• Given data:
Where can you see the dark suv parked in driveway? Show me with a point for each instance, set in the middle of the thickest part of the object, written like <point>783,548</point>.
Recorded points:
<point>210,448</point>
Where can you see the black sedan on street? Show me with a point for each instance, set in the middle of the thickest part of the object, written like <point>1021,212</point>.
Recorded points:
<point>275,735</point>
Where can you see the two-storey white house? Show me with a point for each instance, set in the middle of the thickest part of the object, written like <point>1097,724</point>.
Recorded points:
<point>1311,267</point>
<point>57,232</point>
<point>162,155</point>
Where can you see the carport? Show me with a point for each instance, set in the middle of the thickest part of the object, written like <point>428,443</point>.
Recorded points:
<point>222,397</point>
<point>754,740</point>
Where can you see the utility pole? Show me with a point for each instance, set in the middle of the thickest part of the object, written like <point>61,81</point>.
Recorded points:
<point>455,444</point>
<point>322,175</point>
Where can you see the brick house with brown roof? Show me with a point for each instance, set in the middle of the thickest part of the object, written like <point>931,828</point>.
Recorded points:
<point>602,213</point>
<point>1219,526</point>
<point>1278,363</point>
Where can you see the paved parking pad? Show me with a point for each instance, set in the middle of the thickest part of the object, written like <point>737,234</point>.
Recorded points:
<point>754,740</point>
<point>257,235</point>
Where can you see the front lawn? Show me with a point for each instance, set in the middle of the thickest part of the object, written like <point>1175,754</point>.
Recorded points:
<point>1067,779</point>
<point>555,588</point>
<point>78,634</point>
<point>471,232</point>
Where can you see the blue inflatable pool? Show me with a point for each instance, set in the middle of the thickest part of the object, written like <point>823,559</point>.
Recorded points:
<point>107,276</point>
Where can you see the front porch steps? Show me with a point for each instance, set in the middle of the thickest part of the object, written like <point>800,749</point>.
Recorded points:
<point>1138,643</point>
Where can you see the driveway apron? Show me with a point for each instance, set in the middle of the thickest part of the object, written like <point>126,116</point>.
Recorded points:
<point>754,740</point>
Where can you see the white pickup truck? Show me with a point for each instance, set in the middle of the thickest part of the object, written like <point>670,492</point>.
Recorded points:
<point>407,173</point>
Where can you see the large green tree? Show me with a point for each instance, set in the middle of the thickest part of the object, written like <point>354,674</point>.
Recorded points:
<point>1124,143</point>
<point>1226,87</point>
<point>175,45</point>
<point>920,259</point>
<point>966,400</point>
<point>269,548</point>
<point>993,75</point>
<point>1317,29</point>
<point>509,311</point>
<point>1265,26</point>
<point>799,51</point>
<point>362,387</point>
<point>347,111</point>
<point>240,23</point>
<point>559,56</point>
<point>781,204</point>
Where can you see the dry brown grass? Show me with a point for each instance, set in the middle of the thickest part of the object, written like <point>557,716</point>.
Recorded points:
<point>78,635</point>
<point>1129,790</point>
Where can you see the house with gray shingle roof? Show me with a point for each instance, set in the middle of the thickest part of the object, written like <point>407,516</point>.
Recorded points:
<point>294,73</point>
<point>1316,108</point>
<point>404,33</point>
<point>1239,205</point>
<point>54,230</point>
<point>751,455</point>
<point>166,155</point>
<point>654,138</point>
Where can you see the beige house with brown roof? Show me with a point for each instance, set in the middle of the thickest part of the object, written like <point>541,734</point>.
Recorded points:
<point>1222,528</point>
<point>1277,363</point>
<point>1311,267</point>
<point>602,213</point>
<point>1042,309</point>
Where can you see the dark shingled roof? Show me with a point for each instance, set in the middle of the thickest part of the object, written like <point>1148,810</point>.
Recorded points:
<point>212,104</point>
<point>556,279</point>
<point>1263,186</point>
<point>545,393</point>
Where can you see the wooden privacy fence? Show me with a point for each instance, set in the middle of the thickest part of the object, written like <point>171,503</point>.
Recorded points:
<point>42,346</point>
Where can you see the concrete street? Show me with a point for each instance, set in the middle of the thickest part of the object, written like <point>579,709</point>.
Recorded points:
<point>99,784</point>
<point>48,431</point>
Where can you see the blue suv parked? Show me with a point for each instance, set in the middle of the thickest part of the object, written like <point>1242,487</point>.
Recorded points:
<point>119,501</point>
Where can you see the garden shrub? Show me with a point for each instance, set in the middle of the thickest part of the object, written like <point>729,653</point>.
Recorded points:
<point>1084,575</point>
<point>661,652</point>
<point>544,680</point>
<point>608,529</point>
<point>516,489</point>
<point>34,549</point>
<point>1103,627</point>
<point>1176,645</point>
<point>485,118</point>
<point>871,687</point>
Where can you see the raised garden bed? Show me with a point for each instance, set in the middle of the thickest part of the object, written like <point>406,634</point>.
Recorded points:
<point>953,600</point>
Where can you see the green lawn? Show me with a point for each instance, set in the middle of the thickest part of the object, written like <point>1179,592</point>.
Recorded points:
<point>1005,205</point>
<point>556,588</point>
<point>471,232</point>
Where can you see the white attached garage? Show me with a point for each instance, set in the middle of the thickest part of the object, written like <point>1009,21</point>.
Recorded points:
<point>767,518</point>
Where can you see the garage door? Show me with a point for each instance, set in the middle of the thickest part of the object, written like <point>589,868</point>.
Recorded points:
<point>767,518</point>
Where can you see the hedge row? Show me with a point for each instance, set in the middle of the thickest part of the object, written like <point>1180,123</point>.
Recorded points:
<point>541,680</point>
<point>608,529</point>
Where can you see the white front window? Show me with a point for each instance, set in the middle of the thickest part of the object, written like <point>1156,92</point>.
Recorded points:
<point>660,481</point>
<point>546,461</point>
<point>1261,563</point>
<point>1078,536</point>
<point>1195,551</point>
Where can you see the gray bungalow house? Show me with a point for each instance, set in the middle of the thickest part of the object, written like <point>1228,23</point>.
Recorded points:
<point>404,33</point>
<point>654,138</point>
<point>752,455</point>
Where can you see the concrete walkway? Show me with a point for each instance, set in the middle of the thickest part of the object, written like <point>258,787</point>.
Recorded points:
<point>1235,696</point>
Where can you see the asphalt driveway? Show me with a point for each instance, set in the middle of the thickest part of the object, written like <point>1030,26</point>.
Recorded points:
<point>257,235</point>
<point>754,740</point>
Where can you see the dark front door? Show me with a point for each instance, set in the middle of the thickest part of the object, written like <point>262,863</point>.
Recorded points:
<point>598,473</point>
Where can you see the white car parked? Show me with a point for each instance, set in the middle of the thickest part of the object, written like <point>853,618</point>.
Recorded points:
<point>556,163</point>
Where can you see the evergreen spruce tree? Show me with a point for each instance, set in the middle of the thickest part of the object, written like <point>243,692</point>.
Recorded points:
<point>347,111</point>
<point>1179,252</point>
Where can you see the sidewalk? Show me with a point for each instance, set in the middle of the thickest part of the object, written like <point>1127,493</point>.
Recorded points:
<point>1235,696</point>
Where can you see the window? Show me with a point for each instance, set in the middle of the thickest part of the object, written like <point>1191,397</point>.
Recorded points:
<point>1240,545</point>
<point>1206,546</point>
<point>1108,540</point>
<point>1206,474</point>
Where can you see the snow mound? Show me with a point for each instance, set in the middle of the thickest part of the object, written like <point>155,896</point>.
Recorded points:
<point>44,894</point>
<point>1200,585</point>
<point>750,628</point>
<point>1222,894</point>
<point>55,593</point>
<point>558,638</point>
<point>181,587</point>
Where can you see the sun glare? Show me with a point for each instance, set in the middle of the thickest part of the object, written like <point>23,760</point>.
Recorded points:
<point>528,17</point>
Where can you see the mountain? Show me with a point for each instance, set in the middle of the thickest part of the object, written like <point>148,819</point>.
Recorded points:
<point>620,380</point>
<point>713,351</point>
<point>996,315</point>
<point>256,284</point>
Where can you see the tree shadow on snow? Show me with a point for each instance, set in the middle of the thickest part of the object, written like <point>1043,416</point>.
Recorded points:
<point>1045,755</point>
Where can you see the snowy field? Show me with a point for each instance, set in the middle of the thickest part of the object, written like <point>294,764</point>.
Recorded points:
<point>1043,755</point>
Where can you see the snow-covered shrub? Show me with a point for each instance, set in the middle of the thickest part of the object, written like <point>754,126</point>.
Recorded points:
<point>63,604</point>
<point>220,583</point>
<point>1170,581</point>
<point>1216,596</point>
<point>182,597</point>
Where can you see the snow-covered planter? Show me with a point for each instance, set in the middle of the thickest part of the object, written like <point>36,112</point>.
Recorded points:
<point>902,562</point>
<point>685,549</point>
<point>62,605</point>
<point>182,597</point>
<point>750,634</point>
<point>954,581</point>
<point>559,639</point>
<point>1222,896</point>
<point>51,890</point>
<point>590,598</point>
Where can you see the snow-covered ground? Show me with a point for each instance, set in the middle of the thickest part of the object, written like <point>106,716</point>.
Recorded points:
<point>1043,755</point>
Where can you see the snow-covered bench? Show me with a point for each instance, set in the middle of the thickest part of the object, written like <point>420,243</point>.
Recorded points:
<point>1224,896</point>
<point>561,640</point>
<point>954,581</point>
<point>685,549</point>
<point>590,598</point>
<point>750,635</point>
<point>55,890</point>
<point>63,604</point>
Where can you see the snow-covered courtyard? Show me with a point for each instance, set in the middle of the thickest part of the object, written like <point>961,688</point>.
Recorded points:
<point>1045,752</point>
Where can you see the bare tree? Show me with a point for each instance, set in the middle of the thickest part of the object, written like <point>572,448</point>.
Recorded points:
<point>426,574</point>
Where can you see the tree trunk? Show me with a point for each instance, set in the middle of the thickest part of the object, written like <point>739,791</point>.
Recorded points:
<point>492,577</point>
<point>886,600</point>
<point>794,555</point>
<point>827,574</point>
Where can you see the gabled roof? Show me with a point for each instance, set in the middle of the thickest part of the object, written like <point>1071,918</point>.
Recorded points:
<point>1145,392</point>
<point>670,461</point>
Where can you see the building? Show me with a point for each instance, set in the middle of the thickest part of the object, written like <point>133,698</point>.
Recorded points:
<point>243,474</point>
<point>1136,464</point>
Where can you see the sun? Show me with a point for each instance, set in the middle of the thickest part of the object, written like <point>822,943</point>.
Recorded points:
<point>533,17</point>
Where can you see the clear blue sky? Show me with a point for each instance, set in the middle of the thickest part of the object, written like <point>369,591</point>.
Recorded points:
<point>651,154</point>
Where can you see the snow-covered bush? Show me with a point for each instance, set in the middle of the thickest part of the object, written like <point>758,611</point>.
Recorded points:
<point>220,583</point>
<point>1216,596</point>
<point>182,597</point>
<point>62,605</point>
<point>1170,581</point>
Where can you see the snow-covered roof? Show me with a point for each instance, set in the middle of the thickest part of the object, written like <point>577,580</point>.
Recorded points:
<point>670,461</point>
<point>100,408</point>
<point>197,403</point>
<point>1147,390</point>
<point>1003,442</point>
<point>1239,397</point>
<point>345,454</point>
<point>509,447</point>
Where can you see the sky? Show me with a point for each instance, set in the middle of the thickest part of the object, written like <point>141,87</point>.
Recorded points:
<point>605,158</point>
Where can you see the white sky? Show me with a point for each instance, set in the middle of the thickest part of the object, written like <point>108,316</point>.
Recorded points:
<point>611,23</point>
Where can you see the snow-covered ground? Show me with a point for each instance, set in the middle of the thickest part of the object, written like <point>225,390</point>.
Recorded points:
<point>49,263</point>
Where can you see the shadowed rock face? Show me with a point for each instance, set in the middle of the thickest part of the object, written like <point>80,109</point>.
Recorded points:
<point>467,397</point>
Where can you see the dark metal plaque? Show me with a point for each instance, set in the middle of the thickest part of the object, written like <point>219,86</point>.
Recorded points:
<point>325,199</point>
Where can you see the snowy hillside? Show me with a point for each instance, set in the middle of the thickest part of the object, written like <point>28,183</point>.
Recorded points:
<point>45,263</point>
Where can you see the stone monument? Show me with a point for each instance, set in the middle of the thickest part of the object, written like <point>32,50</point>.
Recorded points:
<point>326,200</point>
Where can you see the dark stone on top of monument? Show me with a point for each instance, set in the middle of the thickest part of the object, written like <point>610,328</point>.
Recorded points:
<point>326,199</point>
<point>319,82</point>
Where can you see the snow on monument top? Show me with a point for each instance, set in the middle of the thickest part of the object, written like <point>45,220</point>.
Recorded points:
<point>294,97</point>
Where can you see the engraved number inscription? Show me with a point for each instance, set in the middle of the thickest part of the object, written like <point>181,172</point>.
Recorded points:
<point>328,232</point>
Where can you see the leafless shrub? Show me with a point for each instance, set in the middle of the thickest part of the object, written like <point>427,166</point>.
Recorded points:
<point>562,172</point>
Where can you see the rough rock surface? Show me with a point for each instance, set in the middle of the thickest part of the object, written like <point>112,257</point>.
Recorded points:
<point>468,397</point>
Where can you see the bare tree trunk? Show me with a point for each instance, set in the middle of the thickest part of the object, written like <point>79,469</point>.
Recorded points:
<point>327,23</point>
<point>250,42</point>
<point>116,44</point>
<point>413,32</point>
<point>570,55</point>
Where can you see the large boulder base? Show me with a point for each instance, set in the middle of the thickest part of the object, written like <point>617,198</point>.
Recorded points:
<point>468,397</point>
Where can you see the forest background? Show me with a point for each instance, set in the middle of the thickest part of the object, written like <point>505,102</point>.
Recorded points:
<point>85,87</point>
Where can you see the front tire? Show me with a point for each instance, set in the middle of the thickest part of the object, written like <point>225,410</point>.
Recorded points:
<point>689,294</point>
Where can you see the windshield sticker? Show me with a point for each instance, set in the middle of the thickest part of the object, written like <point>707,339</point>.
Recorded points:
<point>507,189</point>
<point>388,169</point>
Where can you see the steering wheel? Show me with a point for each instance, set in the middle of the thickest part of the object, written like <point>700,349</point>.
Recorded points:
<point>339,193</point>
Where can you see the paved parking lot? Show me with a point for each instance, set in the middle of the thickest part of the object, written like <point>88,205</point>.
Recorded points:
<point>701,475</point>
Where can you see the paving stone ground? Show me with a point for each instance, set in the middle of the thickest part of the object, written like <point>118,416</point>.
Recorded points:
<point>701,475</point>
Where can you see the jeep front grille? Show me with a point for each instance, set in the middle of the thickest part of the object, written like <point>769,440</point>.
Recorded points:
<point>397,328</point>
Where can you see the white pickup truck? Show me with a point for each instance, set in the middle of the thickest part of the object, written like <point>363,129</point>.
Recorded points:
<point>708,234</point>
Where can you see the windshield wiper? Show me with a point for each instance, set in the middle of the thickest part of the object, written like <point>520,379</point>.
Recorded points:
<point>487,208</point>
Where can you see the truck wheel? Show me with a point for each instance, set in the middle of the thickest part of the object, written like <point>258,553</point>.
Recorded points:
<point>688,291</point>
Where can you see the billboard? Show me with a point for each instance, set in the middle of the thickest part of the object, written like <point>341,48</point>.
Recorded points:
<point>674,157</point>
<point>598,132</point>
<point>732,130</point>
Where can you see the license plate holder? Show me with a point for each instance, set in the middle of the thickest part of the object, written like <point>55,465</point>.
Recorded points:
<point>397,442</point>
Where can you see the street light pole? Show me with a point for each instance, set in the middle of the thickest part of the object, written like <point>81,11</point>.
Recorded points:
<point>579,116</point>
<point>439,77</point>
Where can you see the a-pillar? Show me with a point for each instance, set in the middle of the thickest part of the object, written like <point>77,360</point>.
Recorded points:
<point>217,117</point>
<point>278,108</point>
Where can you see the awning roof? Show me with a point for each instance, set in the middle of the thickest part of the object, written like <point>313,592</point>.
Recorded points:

• Goal:
Copy out, unchanged, the part of the data above that opens with the line containing "Where can you see the two-storey" and closes with the line containing "<point>162,155</point>", including both of those lines.

• Right answer:
Where can you see the two-storey white house? Show me with a point for each instance, set in the middle of the thickest part of the object, written like <point>1097,724</point>.
Recorded points:
<point>1311,267</point>
<point>57,232</point>
<point>162,155</point>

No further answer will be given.